Requirements:
**A.** Copy the forum thread from "You can use" to "measured in seconds.", switching "biased" to "mixed".
**B.** Count the lines in the entries that contain the string "large", with case counting, and give only the number.

begin Excerpt to read

June 12, 2018 at 5:33 am

Hello, I want block bots facebook by url . Help?
1. InMotionFan says:
  
  June 12, 2018 at 3:37 pm
  
  You can use a combination of the above to disallow Facebook’s bots, listed here.
Aslam says:

March 2, 2018 at 8:04 am

In crawl-delay, whether it will be taken in seconds or milliseconds? I got some biased answers from internet, can you make it clear?
1. InMotionFan says:
  
  March 2, 2018 at 6:13 pm
  
  Crawl delay is measured in seconds.
Ron Kennedy says:

December 28, 2017 at 3:15 pm

When I see user-agent: * (does this mean Googlebot is automatically there or do I have to type in Googlebot)

Also If I see Disallow: / (could I remove the line and make it ‘allow?’ If so, where do I go to do this? I’m using WordPress platform.

end Excerpt to read
begin Data for the task

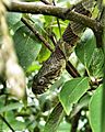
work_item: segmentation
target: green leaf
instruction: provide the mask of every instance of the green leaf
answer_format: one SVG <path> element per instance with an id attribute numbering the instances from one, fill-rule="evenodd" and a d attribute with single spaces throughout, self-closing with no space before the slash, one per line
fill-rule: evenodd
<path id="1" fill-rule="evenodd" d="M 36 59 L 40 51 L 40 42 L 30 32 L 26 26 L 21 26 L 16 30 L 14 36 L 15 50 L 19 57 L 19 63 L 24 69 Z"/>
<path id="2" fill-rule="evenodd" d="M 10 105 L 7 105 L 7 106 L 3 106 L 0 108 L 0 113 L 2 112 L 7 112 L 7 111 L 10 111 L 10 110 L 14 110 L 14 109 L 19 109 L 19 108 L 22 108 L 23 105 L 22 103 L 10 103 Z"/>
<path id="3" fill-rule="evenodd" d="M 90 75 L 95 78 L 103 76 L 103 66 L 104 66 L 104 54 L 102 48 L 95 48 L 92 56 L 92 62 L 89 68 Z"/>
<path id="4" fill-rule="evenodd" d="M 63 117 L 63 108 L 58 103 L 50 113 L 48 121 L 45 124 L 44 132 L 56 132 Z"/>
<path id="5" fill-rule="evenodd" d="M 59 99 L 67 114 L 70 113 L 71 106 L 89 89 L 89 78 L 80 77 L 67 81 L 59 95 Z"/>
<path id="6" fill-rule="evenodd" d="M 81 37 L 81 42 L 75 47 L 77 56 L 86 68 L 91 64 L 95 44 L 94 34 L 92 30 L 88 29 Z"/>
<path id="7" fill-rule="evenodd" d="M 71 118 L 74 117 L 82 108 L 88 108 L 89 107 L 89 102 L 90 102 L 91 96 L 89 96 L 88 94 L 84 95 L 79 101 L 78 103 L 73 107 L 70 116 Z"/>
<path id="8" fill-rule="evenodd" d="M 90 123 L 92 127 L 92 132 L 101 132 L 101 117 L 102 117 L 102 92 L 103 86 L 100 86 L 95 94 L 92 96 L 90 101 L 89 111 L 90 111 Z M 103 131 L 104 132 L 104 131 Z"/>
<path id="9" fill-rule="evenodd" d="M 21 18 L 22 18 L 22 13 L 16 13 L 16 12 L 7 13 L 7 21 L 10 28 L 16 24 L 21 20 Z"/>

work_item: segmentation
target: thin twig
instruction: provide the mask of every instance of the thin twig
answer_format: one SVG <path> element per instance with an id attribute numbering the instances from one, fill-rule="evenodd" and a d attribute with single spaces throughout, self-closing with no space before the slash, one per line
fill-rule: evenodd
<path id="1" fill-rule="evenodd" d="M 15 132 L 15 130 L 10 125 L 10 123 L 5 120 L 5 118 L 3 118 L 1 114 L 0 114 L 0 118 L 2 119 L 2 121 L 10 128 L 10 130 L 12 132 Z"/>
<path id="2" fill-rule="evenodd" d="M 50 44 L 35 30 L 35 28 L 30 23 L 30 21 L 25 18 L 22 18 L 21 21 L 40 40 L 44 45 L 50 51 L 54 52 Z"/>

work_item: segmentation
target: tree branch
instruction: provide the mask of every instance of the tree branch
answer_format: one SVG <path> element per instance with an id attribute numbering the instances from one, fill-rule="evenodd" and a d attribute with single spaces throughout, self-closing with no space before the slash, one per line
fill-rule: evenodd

end Data for the task
begin Data for the task

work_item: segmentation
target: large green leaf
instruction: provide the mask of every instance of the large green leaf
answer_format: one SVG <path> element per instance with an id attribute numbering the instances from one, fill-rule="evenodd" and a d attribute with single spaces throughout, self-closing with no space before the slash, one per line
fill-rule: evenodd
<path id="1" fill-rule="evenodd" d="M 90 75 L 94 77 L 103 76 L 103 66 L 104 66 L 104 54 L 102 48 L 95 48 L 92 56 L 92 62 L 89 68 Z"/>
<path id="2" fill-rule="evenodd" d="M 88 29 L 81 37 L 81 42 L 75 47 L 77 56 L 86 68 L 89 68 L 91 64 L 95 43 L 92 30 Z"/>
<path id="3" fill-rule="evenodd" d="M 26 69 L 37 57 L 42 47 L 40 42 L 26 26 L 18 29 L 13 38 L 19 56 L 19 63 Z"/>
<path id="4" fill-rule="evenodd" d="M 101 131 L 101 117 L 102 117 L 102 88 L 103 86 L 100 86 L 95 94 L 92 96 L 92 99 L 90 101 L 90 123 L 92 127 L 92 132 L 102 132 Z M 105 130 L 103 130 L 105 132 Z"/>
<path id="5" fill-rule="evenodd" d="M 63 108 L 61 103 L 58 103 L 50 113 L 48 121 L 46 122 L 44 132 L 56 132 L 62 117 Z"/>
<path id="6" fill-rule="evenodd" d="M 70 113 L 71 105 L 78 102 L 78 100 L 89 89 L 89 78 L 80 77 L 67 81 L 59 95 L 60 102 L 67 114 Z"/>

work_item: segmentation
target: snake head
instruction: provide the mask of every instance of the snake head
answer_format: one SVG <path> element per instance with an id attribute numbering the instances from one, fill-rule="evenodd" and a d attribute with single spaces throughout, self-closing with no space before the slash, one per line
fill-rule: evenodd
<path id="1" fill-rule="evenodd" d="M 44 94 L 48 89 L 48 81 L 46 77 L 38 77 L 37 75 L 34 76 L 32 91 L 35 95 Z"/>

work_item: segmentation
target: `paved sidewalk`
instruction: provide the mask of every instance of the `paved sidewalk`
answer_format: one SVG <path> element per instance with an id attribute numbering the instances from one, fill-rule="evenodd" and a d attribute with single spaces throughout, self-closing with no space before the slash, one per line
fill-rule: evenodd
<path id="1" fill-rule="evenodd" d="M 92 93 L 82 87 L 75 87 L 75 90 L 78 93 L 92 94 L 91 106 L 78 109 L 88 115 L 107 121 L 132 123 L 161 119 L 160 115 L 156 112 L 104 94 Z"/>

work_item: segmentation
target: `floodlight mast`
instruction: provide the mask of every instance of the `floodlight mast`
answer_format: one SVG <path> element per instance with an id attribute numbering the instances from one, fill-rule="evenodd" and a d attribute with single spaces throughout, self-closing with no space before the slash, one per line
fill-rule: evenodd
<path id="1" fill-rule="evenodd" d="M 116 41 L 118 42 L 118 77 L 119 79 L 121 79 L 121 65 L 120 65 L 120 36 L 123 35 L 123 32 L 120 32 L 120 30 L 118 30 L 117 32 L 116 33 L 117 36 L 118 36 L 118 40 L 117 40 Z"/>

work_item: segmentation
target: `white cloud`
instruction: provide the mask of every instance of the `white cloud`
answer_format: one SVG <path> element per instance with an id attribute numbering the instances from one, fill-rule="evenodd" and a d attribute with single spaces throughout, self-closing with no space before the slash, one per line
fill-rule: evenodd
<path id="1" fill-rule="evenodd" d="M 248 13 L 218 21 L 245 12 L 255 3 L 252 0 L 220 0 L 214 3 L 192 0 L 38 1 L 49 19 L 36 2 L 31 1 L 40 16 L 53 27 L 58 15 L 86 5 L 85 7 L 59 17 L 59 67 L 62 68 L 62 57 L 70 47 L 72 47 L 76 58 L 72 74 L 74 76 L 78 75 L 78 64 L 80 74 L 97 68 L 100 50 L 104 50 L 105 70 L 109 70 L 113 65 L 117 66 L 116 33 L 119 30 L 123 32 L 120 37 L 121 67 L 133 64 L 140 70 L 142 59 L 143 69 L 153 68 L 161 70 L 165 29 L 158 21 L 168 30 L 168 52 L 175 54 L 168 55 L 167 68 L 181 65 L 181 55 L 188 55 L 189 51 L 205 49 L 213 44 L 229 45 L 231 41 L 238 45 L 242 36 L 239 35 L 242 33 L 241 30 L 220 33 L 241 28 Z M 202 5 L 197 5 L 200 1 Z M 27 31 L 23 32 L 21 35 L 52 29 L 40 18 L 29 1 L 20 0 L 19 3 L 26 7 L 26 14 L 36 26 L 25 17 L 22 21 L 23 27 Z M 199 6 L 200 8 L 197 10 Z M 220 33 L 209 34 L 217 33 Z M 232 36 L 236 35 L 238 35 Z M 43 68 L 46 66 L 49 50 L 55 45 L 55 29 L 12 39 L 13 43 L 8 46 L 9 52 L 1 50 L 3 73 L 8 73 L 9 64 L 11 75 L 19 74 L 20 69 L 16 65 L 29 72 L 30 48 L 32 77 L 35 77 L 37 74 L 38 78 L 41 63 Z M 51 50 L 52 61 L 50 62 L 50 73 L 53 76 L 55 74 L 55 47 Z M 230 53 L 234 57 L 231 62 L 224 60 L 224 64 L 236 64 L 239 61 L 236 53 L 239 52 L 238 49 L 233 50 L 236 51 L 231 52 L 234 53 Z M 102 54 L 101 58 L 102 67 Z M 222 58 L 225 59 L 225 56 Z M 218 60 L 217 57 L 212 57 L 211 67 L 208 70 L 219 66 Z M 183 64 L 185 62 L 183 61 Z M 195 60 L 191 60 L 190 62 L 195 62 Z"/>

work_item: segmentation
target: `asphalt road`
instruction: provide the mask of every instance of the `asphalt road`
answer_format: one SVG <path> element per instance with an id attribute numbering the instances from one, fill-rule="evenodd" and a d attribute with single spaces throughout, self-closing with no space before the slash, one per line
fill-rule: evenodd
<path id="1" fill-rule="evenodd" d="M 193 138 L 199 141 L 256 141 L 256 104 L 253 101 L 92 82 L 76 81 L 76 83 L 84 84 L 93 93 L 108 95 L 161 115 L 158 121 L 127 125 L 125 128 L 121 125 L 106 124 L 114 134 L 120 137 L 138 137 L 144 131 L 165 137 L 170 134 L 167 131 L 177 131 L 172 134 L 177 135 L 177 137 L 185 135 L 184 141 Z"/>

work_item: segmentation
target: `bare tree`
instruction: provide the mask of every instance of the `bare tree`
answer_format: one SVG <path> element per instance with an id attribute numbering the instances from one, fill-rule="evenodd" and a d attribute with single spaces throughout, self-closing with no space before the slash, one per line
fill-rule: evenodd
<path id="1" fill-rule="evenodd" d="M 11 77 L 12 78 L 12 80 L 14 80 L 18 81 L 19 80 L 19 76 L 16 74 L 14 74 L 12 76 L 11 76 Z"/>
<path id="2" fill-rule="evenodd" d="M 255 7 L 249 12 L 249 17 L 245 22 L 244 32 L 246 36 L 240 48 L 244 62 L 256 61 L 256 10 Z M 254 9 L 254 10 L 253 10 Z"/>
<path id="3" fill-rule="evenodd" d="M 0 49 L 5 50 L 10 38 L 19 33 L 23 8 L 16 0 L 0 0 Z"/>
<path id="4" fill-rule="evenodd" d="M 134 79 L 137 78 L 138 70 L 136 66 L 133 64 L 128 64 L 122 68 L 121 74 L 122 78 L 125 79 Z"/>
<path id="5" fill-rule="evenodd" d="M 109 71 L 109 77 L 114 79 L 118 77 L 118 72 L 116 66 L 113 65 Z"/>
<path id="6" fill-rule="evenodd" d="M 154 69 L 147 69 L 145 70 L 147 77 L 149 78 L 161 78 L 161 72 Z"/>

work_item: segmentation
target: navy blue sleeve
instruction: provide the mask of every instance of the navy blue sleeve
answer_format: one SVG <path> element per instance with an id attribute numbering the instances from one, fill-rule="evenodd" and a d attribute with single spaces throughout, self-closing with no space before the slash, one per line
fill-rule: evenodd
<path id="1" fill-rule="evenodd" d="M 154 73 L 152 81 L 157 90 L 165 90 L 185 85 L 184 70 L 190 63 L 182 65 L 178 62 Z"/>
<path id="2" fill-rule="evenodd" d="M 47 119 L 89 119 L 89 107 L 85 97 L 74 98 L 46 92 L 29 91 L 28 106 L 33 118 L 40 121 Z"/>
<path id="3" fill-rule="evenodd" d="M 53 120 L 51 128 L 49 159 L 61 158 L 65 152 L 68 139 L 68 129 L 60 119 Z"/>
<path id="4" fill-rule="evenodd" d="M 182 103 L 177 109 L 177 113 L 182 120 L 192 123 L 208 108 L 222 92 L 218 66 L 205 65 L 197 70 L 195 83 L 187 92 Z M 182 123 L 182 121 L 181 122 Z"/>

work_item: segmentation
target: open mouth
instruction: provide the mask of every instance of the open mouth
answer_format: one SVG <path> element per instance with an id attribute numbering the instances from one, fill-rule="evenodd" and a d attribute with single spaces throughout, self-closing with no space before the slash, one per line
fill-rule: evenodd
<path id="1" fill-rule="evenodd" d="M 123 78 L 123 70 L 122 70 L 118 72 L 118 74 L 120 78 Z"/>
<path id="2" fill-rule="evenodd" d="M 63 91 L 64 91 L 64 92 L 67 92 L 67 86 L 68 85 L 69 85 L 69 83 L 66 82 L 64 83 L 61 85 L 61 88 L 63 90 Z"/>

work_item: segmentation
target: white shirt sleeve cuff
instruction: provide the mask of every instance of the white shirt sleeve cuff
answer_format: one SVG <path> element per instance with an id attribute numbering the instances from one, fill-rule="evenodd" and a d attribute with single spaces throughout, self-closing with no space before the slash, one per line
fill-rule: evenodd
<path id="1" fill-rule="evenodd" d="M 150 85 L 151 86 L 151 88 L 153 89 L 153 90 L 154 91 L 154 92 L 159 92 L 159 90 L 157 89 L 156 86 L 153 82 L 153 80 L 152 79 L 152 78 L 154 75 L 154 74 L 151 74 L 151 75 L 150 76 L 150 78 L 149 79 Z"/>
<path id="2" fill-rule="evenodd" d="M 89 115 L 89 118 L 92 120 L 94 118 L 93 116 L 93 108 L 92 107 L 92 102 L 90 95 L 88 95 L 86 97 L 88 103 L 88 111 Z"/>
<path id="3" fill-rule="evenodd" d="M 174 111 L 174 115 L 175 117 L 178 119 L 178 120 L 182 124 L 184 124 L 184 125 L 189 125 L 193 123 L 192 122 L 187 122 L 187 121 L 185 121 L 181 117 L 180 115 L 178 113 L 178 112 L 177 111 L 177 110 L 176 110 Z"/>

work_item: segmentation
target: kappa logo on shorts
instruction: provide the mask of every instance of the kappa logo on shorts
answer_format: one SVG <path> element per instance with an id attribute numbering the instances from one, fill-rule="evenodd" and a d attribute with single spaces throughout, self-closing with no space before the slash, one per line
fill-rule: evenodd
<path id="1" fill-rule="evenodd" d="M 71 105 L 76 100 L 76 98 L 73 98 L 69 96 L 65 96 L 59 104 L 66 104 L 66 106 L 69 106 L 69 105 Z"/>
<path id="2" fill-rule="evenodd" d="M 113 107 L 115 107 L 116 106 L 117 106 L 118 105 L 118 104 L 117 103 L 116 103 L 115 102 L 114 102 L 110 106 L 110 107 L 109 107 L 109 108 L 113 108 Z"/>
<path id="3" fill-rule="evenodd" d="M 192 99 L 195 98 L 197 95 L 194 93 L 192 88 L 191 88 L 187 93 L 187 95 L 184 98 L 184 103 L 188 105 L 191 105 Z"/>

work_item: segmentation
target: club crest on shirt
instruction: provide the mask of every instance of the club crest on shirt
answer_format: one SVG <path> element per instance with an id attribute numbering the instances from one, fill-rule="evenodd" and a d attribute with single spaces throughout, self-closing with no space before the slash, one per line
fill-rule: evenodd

end Data for the task

Response list:
**A.**
You can use a combination of the above to disallow Facebook’s bots, listed here.
Aslam says:

March 2, 2018 at 8:04 am

In crawl-delay, whether it will be taken in seconds or milliseconds? I got some mixed answers from internet, can you make it clear?
1. InMotionFan says:
  
  March 2, 2018 at 6:13 pm
  
  Crawl delay is measured in seconds.

**B.** 2